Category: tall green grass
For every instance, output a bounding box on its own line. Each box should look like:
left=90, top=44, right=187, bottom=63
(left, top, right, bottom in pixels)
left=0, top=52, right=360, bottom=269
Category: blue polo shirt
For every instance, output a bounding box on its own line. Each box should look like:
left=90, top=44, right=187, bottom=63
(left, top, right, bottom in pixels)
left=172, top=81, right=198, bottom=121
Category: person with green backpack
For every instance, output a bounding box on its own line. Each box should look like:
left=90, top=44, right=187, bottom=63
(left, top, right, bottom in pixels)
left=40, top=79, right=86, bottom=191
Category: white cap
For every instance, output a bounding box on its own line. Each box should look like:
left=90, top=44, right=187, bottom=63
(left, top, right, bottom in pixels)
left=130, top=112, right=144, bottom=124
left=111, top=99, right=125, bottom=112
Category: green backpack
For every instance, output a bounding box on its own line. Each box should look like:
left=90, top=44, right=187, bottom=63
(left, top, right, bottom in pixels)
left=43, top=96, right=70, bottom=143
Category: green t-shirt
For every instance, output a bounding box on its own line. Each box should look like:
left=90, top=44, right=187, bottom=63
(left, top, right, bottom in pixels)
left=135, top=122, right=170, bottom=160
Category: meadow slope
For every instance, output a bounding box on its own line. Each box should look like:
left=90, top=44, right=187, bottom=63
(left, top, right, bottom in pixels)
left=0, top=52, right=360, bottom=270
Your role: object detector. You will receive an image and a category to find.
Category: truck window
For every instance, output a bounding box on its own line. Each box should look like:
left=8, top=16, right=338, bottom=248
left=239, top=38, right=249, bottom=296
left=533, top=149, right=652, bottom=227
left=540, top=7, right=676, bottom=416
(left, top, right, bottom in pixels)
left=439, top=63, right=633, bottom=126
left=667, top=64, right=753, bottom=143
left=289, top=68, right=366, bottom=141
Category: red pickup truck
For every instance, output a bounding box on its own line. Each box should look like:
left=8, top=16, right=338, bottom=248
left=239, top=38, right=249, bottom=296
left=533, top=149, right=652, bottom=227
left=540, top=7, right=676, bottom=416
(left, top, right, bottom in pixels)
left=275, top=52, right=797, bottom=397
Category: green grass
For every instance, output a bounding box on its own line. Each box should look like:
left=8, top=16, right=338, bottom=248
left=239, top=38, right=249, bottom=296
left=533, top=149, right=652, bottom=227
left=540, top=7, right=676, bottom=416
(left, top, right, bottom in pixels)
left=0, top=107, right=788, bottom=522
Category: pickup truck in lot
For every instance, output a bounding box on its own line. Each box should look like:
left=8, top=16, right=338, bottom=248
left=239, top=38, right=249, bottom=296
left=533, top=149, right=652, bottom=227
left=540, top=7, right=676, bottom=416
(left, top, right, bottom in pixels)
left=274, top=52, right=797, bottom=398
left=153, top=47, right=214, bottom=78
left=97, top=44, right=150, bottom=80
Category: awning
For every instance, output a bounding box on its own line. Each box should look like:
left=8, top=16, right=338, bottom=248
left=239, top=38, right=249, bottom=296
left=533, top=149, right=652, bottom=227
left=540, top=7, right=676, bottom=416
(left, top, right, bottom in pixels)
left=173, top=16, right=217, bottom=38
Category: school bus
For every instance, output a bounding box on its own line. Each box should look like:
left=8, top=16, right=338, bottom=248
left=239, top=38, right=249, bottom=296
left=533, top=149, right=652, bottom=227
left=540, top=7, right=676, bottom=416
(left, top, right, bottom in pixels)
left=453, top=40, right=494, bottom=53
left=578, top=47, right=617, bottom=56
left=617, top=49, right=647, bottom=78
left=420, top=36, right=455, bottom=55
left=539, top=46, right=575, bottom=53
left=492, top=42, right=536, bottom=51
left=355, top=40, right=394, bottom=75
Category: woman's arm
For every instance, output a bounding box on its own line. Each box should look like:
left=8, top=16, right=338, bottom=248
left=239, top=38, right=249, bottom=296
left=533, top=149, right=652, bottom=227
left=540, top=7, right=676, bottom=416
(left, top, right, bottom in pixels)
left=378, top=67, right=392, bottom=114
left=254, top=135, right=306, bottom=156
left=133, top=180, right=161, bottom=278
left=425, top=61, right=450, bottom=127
---
> **EXERCISE OBJECTIVE**
Copy all of the lines above verbatim.

> **RESULT FOR THIS TASK**
Category: tall green grass
For every instance, output a bounding box on its own line. Each box should look like:
left=90, top=44, right=187, bottom=63
(left, top, right, bottom in pixels)
left=0, top=52, right=360, bottom=269
Category: blue polo shirt
For every instance, output a bounding box on its own line. Each box should look like:
left=90, top=44, right=187, bottom=63
(left, top, right, bottom in pixels)
left=172, top=81, right=198, bottom=121
Category: person with green backpack
For every instance, output a bounding box on its own line. Each box should look like:
left=90, top=44, right=187, bottom=63
(left, top, right, bottom in pixels)
left=40, top=79, right=86, bottom=191
Category: white cap
For every instance, output a bounding box on its own line. Each box should look like:
left=90, top=44, right=187, bottom=63
(left, top, right, bottom in pixels)
left=130, top=112, right=144, bottom=124
left=111, top=99, right=125, bottom=112
Category: green backpack
For every instance, output a bounding box on its own line. Each box should look like:
left=90, top=44, right=187, bottom=63
(left, top, right, bottom in pixels)
left=43, top=96, right=70, bottom=143
Category: green t-shirt
For every instance, output a bounding box on its own line. Each box should look like:
left=90, top=44, right=187, bottom=63
(left, top, right, bottom in pixels)
left=135, top=122, right=170, bottom=160
Category: meadow slope
For every instance, output a bounding box on its own line. Each box should look like:
left=90, top=44, right=187, bottom=63
(left, top, right, bottom in pixels)
left=0, top=52, right=360, bottom=270
Your role: object detector. You will receive an image and a category to find.
Category: truck window
For every instance, output a bounding box on its own line. Each box should look like:
left=8, top=16, right=338, bottom=248
left=239, top=38, right=249, bottom=296
left=533, top=149, right=652, bottom=227
left=540, top=7, right=676, bottom=416
(left, top, right, bottom in pixels)
left=439, top=63, right=633, bottom=126
left=667, top=64, right=753, bottom=143
left=289, top=68, right=366, bottom=141
Category: red pickup truck
For every instance, output a bounding box on its own line. Each box should look like:
left=8, top=16, right=338, bottom=248
left=239, top=38, right=249, bottom=296
left=533, top=149, right=652, bottom=227
left=540, top=7, right=676, bottom=416
(left, top, right, bottom in pixels)
left=275, top=52, right=797, bottom=397
Category: green grass
For every instance, output a bounding box on its own line. Each box should look like:
left=8, top=16, right=338, bottom=248
left=239, top=38, right=249, bottom=296
left=533, top=149, right=652, bottom=227
left=540, top=7, right=676, bottom=416
(left, top, right, bottom in pixels)
left=0, top=107, right=788, bottom=522
Category: pickup truck in lot
For every instance, output a bounding box on its own line. Each box should look like:
left=8, top=16, right=338, bottom=248
left=239, top=38, right=249, bottom=296
left=533, top=149, right=652, bottom=227
left=540, top=7, right=676, bottom=416
(left, top, right, bottom in pixels)
left=274, top=52, right=797, bottom=398
left=153, top=47, right=214, bottom=78
left=97, top=44, right=150, bottom=80
Category: awning
For every instance, output a bounding box on its own line. Each box should look like:
left=8, top=16, right=338, bottom=248
left=239, top=38, right=249, bottom=296
left=533, top=149, right=652, bottom=227
left=540, top=7, right=676, bottom=416
(left, top, right, bottom in pixels)
left=173, top=16, right=217, bottom=38
Category: school bus
For every instance, output a bounding box on its own line. Each box should look like:
left=8, top=16, right=338, bottom=248
left=239, top=38, right=249, bottom=296
left=533, top=149, right=652, bottom=227
left=540, top=7, right=676, bottom=416
(left, top, right, bottom in pixels)
left=453, top=40, right=494, bottom=53
left=578, top=47, right=617, bottom=56
left=617, top=49, right=647, bottom=78
left=420, top=36, right=455, bottom=55
left=539, top=46, right=575, bottom=53
left=492, top=42, right=536, bottom=51
left=355, top=40, right=394, bottom=75
Category: woman's arm
For every instance, output a bounding box on its own line. Each box should look like:
left=8, top=16, right=338, bottom=248
left=239, top=38, right=249, bottom=296
left=533, top=149, right=652, bottom=227
left=540, top=7, right=676, bottom=416
(left, top, right, bottom in pixels)
left=378, top=67, right=392, bottom=114
left=254, top=135, right=306, bottom=156
left=133, top=180, right=161, bottom=278
left=425, top=61, right=450, bottom=127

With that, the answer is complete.